WHAT THIS TASK INVOLVES – Write out, unchanged, the lines from the one holding "the white pillow" to the close of the listing. Both the first and last lines belong in it.

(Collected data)
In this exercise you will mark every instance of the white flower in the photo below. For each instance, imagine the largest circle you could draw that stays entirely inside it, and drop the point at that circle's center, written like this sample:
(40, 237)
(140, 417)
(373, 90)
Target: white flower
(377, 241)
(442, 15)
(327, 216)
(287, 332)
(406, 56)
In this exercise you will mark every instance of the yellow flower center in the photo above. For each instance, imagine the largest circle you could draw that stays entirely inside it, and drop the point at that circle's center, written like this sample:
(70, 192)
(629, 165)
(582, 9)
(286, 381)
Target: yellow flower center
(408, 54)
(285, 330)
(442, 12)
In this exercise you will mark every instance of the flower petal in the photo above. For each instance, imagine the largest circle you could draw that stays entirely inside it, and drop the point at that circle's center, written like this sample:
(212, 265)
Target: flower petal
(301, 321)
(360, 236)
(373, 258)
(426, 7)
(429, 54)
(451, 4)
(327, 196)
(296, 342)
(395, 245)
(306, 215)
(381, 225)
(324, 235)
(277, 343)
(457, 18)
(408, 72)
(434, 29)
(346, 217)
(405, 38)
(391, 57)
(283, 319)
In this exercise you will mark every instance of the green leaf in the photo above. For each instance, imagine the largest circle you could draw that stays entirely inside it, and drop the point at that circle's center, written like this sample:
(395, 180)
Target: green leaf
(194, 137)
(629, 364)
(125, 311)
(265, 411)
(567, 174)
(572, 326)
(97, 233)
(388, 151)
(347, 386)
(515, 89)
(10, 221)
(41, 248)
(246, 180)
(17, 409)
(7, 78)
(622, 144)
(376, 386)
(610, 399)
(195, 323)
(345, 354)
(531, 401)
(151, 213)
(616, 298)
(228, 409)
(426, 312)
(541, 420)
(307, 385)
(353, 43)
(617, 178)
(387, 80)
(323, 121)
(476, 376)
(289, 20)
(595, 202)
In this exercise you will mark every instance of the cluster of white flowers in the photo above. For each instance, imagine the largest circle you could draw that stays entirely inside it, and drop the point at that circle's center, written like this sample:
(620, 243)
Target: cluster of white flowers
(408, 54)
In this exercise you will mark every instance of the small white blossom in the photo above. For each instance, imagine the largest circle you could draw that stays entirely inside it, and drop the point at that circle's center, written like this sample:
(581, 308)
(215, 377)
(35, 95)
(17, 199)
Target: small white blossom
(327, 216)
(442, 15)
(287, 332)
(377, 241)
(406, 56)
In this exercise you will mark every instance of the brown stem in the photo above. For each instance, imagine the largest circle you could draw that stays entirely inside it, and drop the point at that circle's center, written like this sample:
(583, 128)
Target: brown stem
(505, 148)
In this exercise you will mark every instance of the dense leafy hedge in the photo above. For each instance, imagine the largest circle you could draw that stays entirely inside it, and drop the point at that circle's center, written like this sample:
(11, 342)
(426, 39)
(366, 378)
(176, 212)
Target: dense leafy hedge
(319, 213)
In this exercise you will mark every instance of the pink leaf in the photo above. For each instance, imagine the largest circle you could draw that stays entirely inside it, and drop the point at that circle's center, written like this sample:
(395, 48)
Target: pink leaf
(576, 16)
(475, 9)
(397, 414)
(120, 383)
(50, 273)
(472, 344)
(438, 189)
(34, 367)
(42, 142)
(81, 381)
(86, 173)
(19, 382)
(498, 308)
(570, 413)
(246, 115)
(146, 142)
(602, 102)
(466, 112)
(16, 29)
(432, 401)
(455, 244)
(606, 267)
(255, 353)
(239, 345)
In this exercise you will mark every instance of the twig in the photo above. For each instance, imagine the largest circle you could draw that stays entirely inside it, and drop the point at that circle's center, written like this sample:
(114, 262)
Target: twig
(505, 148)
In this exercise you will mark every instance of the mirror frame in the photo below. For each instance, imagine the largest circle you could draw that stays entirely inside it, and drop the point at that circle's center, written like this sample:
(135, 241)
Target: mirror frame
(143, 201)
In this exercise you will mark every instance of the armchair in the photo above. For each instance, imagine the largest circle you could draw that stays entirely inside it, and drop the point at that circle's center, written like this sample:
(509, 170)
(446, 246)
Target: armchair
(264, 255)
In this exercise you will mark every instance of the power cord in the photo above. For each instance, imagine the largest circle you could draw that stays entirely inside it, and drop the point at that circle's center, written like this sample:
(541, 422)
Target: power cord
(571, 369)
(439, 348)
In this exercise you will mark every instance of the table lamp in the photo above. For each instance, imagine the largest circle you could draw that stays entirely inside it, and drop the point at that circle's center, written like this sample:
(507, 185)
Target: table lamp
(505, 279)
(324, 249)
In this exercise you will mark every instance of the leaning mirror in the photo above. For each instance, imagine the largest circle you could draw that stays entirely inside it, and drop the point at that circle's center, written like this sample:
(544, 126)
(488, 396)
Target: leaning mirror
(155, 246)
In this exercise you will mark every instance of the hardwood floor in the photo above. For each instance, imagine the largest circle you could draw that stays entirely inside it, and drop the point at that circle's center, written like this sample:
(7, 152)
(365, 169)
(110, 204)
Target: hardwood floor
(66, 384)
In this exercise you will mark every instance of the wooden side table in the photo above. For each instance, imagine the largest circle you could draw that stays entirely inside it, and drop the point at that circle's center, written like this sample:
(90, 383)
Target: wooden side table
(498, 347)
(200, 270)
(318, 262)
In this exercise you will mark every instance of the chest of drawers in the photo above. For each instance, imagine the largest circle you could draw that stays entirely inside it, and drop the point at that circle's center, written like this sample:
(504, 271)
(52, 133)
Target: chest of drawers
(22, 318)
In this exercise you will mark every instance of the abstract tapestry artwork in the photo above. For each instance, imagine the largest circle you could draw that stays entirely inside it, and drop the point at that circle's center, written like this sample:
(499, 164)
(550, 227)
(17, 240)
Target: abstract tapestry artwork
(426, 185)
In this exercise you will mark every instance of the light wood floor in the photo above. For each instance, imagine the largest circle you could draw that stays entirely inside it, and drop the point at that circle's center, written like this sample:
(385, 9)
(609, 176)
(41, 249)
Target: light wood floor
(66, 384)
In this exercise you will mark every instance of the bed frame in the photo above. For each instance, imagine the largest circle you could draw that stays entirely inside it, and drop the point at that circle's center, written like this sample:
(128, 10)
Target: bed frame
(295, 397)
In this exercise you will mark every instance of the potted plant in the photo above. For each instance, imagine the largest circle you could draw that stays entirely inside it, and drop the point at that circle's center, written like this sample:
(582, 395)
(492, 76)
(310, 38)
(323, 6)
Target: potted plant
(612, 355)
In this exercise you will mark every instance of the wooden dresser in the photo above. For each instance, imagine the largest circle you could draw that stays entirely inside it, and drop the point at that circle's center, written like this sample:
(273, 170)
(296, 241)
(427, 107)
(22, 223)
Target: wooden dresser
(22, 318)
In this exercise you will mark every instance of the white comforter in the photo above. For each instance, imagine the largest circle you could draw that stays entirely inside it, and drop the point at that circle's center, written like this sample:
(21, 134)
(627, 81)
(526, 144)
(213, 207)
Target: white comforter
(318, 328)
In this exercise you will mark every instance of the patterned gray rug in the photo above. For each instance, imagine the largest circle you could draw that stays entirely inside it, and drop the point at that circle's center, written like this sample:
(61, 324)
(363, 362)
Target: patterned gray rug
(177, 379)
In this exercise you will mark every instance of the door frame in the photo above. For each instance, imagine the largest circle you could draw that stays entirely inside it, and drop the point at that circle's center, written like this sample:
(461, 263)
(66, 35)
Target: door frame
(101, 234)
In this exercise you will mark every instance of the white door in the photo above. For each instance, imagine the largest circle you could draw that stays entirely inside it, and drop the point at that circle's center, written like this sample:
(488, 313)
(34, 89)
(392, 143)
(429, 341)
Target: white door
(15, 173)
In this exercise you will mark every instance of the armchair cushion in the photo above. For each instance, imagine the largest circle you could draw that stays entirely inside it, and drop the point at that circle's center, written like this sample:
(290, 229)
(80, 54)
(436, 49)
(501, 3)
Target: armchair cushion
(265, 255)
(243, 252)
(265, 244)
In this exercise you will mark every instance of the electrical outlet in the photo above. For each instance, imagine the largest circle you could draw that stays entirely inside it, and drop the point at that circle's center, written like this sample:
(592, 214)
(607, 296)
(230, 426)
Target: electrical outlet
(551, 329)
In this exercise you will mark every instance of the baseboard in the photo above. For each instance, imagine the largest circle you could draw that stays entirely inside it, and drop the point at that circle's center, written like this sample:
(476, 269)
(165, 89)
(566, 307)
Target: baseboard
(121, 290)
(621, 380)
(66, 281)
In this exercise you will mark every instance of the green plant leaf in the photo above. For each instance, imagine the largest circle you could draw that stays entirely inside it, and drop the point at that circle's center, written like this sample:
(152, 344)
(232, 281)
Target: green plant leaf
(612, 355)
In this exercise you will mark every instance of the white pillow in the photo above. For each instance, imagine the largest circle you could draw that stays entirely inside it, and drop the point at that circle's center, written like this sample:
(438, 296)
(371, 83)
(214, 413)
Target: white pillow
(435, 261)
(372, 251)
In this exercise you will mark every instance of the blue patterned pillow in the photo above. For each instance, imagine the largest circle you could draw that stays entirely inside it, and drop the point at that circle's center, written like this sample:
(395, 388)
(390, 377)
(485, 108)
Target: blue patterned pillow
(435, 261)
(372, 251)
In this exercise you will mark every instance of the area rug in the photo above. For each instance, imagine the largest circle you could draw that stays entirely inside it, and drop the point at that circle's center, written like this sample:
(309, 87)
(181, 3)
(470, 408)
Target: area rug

ANSWER FOR THIS EXERCISE –
In this exercise you will mark every instance of the white pillow in the photo above. For each instance, imagine the largest circle you could draw that stays entirely inside it, and drop the point at that circle's center, written like this sample:
(438, 296)
(371, 83)
(214, 413)
Target: white pillow
(435, 261)
(372, 251)
In this exercise you will mark every instance of the blue patterned pillow in the photo above. For each instance, imagine the largest circle you could draw that stays entirely inside it, and drop the point at that circle's center, written like this sample:
(395, 388)
(390, 377)
(485, 108)
Target: blue patterned pillow
(435, 261)
(372, 251)
In this exercise you will mark every instance of the area rug in the photo above. For each instance, imagine the largest circle you could draw that stays entirely inside it, and drop the point at that circle's center, written like this sample:
(309, 87)
(181, 3)
(470, 408)
Target: area rug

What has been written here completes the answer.